● **VORLIEGENDER TEXT**:
::::::::::

Die wahre Geschichtswissenschaft zum Beispiel ist noch nicht, und man beginnt kaum heutzutage sich von ihren unendlich verwickelten Bedingungen eine Vorstellung zu machen. Aber nehmen wir an, diese Wissenschaft besteht: was wird sie uns geben können? Sie wird das treue, wohldurchdachte Bild der natürlichen Entwicklung der allgemeinen, materiellen und ideellen, politischen und sozialen, religiösen, philosophischen, ästhetischen und wissenschaftlichen Verhältnisse der Gesellschaft geben, welche eine Geschichte gehabt haben. Aber dies allgemeine Bild der menschlichen Kultur, wie sehr es auch in die Einzelheiten gehen mag, wird stets nur allgemeine und folglich abstrakte Würdigungen enthalten können in dem Sinne, daß die Milliarden menschlicher Individuen, welchen den lebenden und leidenden Stoff dieser Geschichte bilden, die zugleich triumphierend und trostlos ist – triumphierend im Hinblick auf ihre allgemeinen Ergebnisse, trostlos in Hinsicht auf die ungeheure, ‚unter ihrem Willen erdrückte‘ Hekatombe menschlicher Opfer -, daß diese Milliarden schattenhafter Individuen, ohne welche aber keines dieser abstrakten Resultate der Geschichte erreicht worden wäre und die, wohlbemerkt, nie den Vorteil von einem dieser Ergebnisse hatten,- daß diese Individuen also nicht einmal den geringsten Platz in der Geschichte finden würden. Sie lebten und wurden zum Wohl der abstrakten Humanität geopfert und vernichtet.

::::::::::

● **AUFGABE 1**:
Entnimm den unten stehenden Datensätzen jede Zeile, in der die Zeichenfolge „beret“ vorkommt. Groß- und Kleinschreibung ist dabei zu beachten.

::::::::::

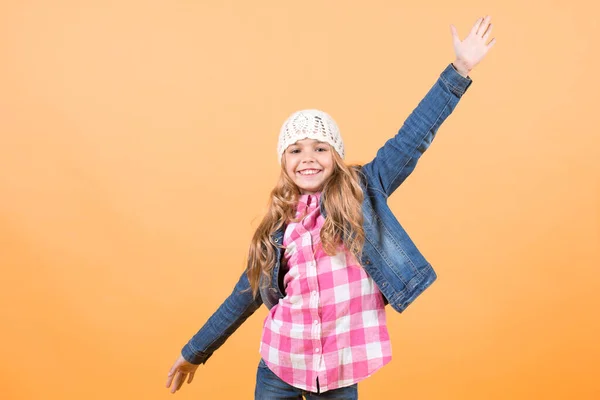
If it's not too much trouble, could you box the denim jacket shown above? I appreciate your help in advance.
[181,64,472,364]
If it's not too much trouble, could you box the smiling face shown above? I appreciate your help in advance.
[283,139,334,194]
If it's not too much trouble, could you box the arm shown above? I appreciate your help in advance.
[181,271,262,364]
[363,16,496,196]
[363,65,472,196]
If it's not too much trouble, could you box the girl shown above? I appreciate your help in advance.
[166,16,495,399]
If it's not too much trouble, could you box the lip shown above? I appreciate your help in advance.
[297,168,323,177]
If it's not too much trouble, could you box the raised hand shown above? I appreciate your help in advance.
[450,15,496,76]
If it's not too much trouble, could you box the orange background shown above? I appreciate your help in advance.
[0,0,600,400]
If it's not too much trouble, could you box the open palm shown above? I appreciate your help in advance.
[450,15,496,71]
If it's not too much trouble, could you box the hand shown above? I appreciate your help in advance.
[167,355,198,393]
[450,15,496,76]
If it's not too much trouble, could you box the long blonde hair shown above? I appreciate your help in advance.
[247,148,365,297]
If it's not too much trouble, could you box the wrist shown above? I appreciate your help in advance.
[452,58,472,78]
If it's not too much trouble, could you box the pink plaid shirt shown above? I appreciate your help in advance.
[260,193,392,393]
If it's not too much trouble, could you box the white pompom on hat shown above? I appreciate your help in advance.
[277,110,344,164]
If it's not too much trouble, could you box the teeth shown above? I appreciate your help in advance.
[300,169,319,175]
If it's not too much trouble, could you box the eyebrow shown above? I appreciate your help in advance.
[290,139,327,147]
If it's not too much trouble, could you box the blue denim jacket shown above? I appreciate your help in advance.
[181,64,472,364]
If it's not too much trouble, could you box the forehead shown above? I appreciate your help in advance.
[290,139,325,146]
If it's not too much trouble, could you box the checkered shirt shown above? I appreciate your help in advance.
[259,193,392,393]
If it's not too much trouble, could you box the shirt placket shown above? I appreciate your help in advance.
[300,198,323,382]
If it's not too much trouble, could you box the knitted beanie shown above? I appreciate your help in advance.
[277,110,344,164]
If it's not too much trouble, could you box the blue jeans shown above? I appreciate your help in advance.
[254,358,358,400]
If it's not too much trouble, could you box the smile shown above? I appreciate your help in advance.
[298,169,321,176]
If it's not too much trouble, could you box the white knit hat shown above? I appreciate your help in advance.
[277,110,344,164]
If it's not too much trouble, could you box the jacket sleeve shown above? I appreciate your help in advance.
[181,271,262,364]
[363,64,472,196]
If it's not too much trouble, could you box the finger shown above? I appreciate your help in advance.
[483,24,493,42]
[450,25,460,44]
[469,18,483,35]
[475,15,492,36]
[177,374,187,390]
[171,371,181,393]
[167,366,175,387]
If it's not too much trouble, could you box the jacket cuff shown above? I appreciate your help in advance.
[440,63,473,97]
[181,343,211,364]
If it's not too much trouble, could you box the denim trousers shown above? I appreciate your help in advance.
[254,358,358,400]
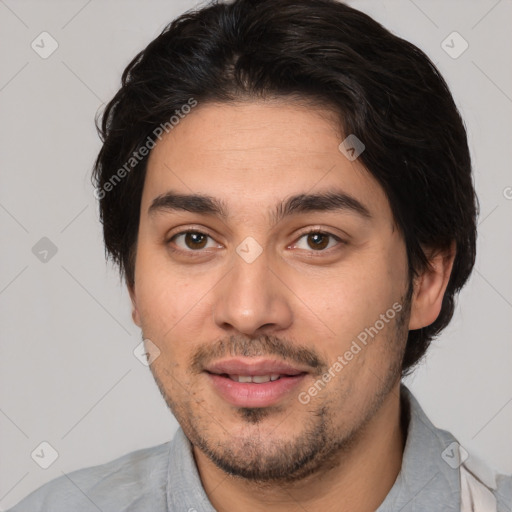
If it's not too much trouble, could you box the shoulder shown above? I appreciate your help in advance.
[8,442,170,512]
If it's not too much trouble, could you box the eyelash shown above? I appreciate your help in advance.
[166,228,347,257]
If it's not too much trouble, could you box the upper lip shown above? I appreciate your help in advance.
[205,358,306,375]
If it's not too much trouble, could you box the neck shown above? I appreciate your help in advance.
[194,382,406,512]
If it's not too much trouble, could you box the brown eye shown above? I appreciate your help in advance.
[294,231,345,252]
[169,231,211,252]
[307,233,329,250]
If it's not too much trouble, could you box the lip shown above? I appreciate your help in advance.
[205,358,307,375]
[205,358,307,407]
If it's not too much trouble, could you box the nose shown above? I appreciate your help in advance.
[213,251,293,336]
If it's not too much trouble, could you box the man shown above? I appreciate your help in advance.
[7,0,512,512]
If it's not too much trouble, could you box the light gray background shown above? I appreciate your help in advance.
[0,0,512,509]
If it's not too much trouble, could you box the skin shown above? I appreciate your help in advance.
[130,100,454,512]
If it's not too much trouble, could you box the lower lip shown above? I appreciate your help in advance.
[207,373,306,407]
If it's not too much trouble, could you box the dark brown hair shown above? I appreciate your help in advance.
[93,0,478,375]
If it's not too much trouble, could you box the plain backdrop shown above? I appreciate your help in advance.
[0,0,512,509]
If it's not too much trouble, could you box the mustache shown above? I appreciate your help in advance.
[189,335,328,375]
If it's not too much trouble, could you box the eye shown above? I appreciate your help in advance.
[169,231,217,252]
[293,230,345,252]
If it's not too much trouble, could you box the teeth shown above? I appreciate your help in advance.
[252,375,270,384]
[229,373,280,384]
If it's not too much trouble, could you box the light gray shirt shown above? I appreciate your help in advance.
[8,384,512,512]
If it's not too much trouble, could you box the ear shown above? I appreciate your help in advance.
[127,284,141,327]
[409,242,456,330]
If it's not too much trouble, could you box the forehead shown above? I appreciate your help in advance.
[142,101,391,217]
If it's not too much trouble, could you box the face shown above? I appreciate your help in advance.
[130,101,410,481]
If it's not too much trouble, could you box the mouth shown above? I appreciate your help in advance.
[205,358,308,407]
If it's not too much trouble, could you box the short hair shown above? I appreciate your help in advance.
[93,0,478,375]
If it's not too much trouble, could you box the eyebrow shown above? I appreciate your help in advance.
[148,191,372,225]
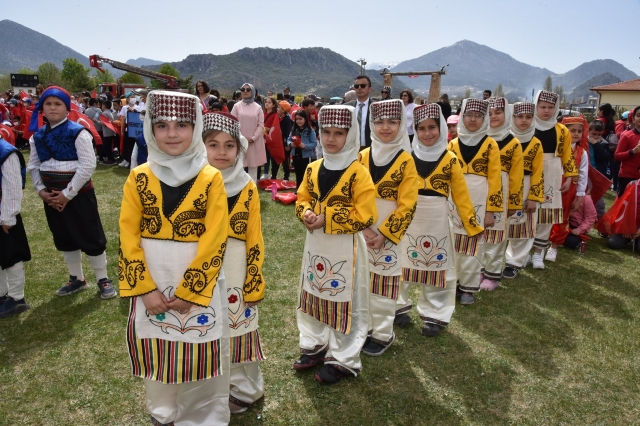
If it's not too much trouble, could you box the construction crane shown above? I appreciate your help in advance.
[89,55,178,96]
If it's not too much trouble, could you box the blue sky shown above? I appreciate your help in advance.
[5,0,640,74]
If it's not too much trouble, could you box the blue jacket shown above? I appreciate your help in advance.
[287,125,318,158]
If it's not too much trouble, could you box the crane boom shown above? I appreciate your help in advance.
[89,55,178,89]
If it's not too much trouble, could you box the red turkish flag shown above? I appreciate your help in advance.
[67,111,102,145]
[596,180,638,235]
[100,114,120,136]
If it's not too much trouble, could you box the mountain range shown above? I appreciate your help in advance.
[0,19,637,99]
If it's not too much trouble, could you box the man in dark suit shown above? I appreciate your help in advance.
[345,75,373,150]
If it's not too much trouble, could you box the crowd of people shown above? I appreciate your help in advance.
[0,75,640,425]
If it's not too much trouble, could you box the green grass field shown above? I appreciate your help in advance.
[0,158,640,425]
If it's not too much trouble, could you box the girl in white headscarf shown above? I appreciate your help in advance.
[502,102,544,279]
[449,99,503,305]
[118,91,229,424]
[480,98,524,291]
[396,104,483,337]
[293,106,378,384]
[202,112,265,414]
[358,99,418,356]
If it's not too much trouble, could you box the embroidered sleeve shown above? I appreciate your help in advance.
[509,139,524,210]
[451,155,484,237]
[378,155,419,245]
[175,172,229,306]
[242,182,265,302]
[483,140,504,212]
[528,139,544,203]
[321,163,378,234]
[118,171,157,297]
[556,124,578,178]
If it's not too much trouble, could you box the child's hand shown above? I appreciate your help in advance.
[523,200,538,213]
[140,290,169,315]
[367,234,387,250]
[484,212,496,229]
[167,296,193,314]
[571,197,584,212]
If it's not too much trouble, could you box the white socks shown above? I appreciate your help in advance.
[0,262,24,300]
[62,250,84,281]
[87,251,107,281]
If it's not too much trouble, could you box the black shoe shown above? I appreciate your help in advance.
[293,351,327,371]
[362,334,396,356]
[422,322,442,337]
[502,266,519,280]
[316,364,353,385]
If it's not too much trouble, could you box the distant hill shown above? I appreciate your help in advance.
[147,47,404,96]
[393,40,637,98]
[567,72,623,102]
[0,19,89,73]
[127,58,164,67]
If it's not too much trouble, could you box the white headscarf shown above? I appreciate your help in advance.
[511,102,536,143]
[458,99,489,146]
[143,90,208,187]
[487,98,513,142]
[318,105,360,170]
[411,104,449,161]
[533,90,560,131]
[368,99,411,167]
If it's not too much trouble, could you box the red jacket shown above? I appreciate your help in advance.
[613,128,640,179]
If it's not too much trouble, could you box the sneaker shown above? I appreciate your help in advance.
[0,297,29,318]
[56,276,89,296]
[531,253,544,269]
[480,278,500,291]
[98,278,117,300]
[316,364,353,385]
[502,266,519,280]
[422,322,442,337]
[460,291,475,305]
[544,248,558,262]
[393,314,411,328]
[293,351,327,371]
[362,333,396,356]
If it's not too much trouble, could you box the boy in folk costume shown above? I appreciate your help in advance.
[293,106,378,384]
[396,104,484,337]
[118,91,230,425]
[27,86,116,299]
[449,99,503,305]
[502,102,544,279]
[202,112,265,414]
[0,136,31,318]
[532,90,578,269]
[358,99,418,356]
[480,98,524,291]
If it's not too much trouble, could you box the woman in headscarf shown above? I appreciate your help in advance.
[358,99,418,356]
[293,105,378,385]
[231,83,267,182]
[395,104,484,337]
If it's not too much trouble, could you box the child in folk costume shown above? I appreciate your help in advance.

::::::::::

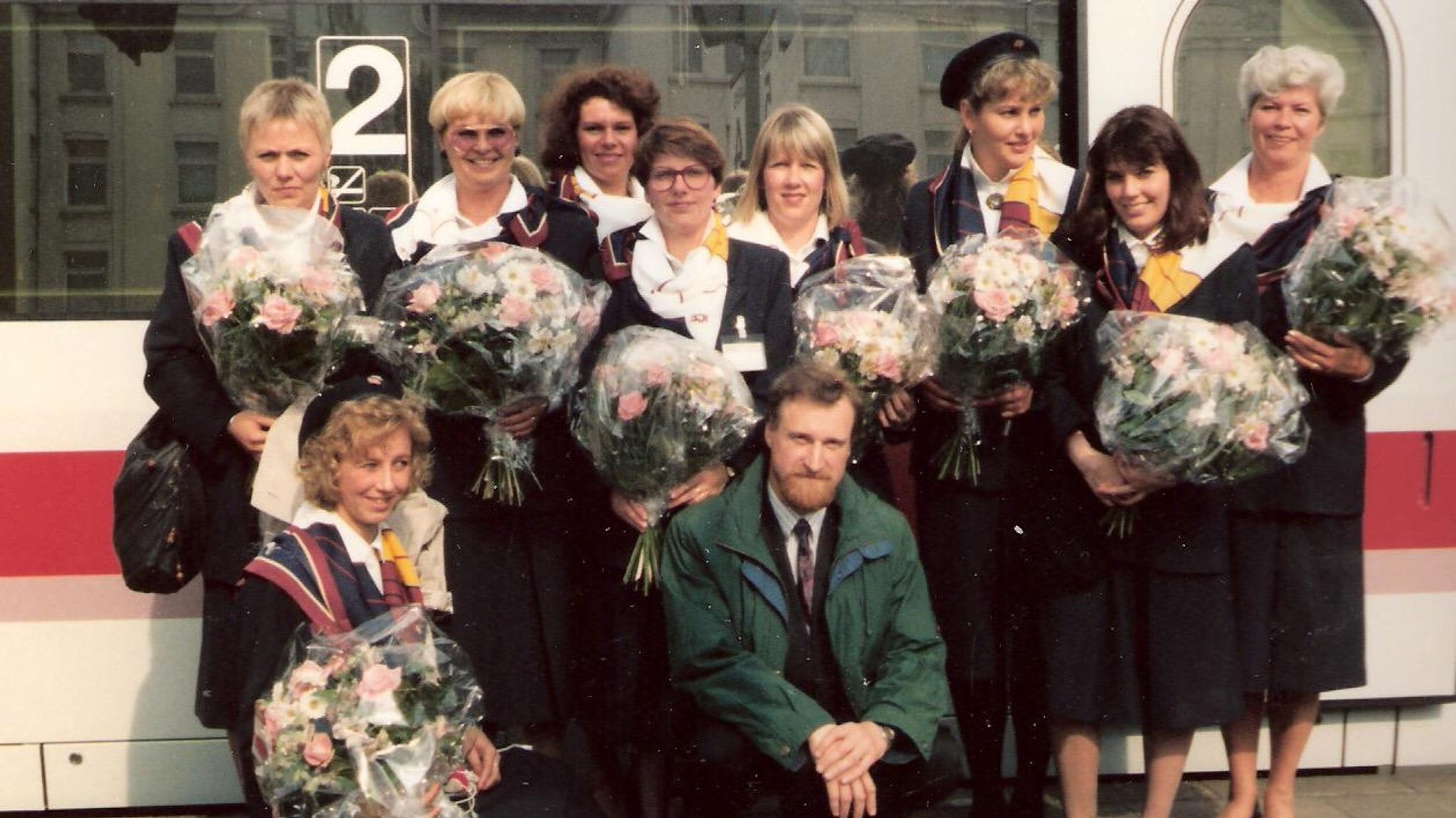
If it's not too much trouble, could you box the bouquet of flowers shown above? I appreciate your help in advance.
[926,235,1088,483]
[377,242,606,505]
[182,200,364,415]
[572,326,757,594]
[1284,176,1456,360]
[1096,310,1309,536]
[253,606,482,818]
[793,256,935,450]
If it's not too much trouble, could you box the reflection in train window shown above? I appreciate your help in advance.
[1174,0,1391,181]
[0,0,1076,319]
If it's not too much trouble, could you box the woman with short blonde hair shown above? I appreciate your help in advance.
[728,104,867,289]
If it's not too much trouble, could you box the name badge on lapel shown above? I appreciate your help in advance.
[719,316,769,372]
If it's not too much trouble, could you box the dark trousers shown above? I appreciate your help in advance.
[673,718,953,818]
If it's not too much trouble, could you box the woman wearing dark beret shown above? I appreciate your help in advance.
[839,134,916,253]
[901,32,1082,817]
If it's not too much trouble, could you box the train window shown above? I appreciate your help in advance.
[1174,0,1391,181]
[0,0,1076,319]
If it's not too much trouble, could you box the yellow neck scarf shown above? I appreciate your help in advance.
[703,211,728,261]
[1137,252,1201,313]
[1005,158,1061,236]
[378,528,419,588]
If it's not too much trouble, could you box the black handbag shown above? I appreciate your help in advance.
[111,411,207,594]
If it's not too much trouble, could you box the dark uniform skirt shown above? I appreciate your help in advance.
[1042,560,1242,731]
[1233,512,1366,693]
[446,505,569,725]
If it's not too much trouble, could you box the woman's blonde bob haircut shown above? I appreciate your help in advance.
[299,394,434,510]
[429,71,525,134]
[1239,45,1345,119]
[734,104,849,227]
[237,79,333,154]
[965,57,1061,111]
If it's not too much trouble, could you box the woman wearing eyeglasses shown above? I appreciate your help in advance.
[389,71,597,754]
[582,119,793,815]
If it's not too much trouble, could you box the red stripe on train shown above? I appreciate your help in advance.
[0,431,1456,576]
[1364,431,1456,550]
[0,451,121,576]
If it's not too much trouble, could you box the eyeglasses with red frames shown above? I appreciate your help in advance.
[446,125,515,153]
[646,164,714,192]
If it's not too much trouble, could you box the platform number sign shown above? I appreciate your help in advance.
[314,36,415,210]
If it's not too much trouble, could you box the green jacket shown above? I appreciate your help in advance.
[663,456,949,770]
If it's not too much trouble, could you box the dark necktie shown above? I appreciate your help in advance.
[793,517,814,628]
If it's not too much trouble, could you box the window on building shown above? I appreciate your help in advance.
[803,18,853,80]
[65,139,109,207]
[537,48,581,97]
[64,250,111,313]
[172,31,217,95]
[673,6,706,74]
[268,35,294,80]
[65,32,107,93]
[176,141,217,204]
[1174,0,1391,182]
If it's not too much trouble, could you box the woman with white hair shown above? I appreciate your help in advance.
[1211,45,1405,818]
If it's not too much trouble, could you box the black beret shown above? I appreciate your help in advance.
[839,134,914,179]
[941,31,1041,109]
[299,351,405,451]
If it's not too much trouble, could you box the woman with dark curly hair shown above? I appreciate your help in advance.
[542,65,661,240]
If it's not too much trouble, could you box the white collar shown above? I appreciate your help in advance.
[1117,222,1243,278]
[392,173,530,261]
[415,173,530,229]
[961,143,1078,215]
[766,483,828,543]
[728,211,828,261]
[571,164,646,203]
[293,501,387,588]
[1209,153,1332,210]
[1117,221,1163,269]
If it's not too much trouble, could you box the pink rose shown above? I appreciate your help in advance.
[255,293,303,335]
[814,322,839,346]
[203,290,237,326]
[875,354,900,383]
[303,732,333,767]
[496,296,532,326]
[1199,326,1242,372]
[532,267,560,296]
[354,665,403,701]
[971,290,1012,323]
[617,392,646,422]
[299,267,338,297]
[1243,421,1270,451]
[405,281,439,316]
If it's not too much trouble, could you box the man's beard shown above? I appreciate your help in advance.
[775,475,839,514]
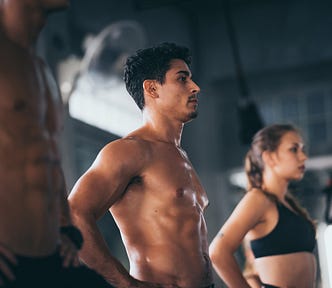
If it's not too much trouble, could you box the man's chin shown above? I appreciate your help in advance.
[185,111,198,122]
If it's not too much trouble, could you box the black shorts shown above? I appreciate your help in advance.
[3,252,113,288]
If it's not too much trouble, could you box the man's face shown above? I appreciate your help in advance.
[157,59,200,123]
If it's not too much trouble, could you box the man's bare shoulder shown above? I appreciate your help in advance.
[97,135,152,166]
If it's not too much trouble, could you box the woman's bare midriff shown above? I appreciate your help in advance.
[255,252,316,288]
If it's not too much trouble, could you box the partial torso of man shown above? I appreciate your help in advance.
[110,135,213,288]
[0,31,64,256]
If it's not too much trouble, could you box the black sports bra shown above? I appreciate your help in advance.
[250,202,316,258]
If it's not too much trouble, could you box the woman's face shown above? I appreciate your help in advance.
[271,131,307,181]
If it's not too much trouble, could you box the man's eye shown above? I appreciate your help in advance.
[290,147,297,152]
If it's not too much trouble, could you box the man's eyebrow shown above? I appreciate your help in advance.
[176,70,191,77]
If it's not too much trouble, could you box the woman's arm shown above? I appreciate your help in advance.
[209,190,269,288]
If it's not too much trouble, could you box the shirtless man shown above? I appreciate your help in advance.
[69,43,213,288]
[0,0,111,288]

::::::::::

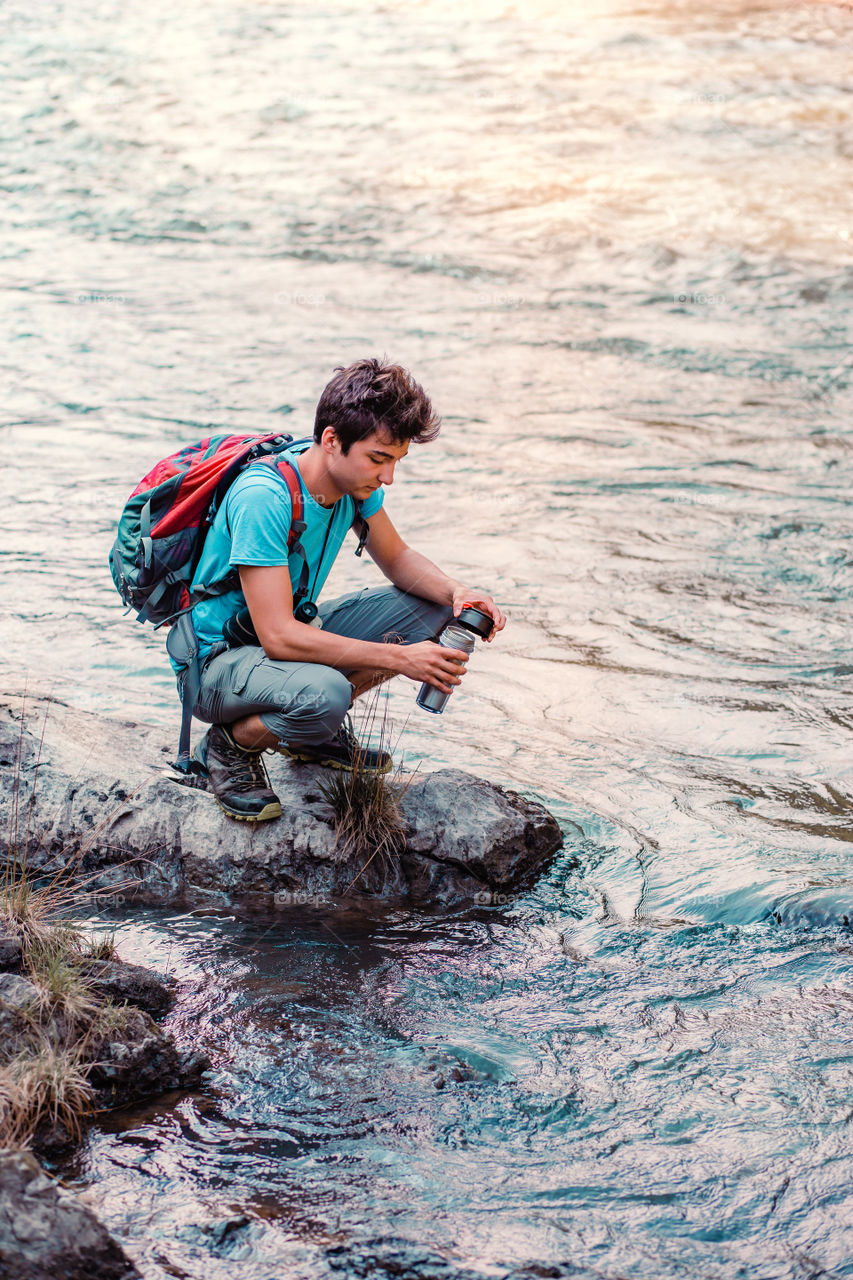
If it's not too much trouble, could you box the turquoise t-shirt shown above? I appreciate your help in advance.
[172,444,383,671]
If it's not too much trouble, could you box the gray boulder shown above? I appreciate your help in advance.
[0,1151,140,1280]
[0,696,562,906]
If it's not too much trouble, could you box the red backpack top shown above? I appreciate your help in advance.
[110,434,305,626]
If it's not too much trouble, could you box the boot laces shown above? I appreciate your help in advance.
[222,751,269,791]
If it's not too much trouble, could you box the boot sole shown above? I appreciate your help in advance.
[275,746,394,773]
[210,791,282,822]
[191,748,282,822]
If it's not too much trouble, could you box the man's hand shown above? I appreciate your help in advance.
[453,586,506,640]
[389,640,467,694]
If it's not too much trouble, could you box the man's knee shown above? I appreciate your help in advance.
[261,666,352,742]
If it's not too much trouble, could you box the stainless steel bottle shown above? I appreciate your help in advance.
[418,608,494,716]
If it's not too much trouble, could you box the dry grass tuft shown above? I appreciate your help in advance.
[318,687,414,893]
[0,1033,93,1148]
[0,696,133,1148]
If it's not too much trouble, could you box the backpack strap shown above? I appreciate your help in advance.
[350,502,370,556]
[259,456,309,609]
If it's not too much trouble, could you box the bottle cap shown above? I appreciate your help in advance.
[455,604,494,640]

::::::::::

● **AUFGABE 2**:
Wozu wurden die Milliarden Individuen laut dem Text über die Geschichtswissenschaft geopfert und vernichtet?

● **ENDGÜLTIGE ANTWORT 1**:
If it's not too much trouble, could you box the woman wearing dark beret shown above? I appreciate your help in advance.
If it's not too much trouble, could you box the black beret shown above? I appreciate your help in advance.

● **ENDGÜLTIGE ANTWORT 2**:
Zum Wohl der abstrakten Humanität.